取り組む課題>
#1 西区の古道に関する文章によると、「横浜道」は初めは何と呼ばれていましたか。
#2 西区の古道に関する文章の内容を、二文で要約してください。
#3 西区の古道に関する文章の続きを書き継いでください。

── 提供テキスト ──

「西区には「東海道」「横浜道」「保土ヶ谷道」という三つの古道が通っていました。
「東海道」は、江戸方からは袖ケ浦の海岸に沿って、神奈川台宿(現、神奈川区台町)の坂を下り、大通り(環状1号)に出て勧行寺の前を通り、浅間下交差点を横切って浅間下公園の中を抜け、浅間神社へと続いていた。そして、追分、現在の松原商店街を通り、天王町、帷子町を経て保土ヶ谷宿へつながっていました。
「横浜道」は、初めは「しんみち」と呼ばれていた。浅間下交差点近くの薬局横が起点で、岡野・平沼新田の埋立地と海面の境に盛土して道とし、帷子川、石崎川の河口に「新田間橋」「平沼橋」「石崎橋(現、敷島橋)」が架けられました。戸部からは野毛山に切通しを開き、都橋、吉田橋関門を経て開港場に至っていました。
「保土ヶ谷道」は、保土ヶ谷宿と戸部村を結ぶ古道で、現在の保土ヶ谷区岩間町大門通り交差点で東海道と分かれ、鉄道線路をこえて安楽寺から左折、藤棚商店街を通り、願成寺の下の道を通り暗闇坂を抜け、伊勢町商店街から「横浜道」に合流していました。」(※)

───
── 提示資料 ──

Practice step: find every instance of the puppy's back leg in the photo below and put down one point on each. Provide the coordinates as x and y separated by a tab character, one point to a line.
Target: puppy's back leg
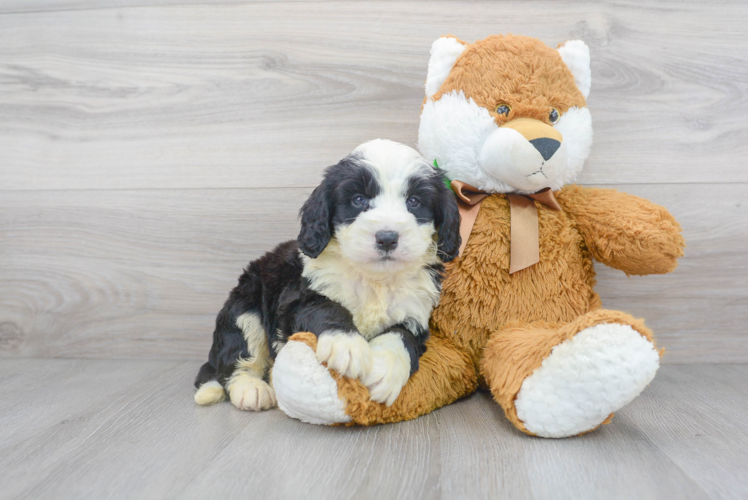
209	390
246	387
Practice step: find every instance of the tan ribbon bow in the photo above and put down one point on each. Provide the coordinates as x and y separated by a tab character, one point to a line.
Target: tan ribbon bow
525	241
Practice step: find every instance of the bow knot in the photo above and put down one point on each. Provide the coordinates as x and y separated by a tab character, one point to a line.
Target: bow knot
525	239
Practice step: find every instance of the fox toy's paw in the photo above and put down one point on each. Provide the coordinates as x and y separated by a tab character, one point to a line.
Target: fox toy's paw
390	368
304	387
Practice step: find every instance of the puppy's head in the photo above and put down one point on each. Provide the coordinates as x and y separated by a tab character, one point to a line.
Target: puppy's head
382	205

───

各項目の解答>
#1 「しんみち」と呼ばれていました。

#2 西区には「東海道」「横浜道」「保土ヶ谷道」という三つの古道が通っていました。東海道は神奈川台宿から浅間神社や追分などを経て保土ヶ谷宿へ、横浜道は浅間下交差点近くを起点に埋立地の盛土道や橋を経て開港場へ至り、保土ヶ谷道は保土ヶ谷宿と戸部村を結んで横浜道に合流していました。

#3
安政5年(1858)6月の日米修好通商条約調印によって開国に踏み切った幕府は、神奈川(横浜)の開港を翌年6月と定めた。しかし、ミナト横浜の街づくりは開港3ケ月前の3月になって、やっと工事が始まるという状況である。当時は、東海道筋から横浜への交通はまことに不便を極めたことから、幕府は東海道筋の芝生村(しぼうむら・現浅間町交差点付近)から横浜(関内)にいたる「横浜道」と呼ばれる道路を開いた。(西区歴史さんぽみち 横浜道の一部参照)
起点入口の路面上には、東海道(写真左)と横浜道(写真上)の飛び石サインが設置されている。また、古道の途中にも、いくつかの飛び石サインが埋め込まれており、道筋を迷わずに歩くことが出来る。
平沼橋南側の細い脇道が横浜道で、元平沼橋へ通じている。
東海道と開港場横浜村とを最短距離で結ぶ横浜道の第二目の橋。帷子川に架かるこの小さな橋がもともとの「平沼橋」で、横浜道に平行して道幅の広い新横浜通りができ、この橋のすぐ上に大きな橋が架けられ「平沼橋」と命名されたため、古い橋を「元平沼橋」と改称しました。このあたり一帯は、新田地帯で明治30年代くらいまで、たくさんの塩田があったとされています。
元平沼橋から平沼商店街側へは、線路があり渡ることが出来ないので、一旦戻り平沼橋の歩行者用エレベーターを使って渡る。
平沼商店街入口の交差点には、昭和25年(1950)創業の老舗つけ天そば屋の「角平」の店がある。
石崎川は西区だけを流れている川で、平沼新田が開発された江戸時代には用水路として整えられた。
川沿いの「石崎川プロムナード」は桜の名所で知られ、橋の上からは川面に映る桜並木を楽しむことができる。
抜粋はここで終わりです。